WHAT YOU SHOULD DO: Copy the entries below word for word.

Labeled-object pointing entries
* * *

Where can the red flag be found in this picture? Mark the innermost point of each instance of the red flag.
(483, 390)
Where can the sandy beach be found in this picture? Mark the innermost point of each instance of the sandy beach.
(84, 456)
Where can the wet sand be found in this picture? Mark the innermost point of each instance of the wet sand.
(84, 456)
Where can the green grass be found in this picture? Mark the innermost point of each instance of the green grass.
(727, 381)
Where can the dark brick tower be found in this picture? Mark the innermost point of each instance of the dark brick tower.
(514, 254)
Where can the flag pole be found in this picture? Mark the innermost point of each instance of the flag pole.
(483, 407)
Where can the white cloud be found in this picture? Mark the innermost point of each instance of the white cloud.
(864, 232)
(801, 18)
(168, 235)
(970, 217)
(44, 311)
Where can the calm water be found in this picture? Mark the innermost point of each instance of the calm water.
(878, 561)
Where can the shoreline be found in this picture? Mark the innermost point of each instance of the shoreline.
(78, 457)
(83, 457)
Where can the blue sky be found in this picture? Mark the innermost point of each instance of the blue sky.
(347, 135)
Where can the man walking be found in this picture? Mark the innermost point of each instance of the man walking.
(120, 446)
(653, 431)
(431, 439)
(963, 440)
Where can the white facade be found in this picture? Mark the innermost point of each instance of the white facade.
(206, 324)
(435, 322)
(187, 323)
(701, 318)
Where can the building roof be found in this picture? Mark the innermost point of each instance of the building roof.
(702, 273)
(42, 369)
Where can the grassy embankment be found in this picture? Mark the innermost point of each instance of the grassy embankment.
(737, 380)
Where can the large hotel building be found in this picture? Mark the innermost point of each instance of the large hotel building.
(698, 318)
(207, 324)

* * *

FINISHED EXERCISE:
Where can the red flag be found in this picture? Mark the innermost point of each instance of the red flag.
(483, 390)
Where can the sandy beach be found in this picture? Mark the innermost point of each instance of the sandy beach.
(84, 456)
Where can the wet sand be found in this picture? Mark the innermost point of each instance of the wet sand.
(84, 456)
Where can the green grass be found in this picture? Mark the innermost point of each instance of the green grass.
(727, 381)
Where can the dark brick tower be found in this picture? Mark the innermost point of each instance of the dark brick tower.
(514, 254)
Where can the flag pole be found in this picture? Mark the innermost point of each instance of the flag pole.
(483, 407)
Where can the white cloud be found in this picture? Mark the innermost point of each instance of the white cloud.
(864, 232)
(801, 18)
(168, 235)
(970, 217)
(44, 311)
Where can the calm water be found in this picture? Mark the innermost point of each instance of the calm water.
(878, 561)
Where can the shoreline be found in this picture? Mark the innermost point of each instance of the shoreline.
(78, 457)
(83, 457)
Where can the blue sky be found in this picture? Mark the innermost point of each instance of the blue sky.
(347, 135)
Where can the man walking be found in this picture? Mark the innermost point of each instance of the man walking.
(120, 446)
(653, 431)
(431, 439)
(963, 440)
Where can the white facade be found in this picture? Mark the innermost point of each instance of the white facade.
(206, 324)
(435, 322)
(187, 323)
(701, 318)
Where can the building roof be found in this picture? Mark the innermost point of each instance of the building roof.
(702, 273)
(42, 369)
Where can the grassy embankment be found in this picture? Mark the innermost point of each instance of the grassy embankment.
(737, 380)
Where can the large hotel building be found in this picture? Mark the innermost point of each instance of the large hotel building.
(698, 318)
(207, 324)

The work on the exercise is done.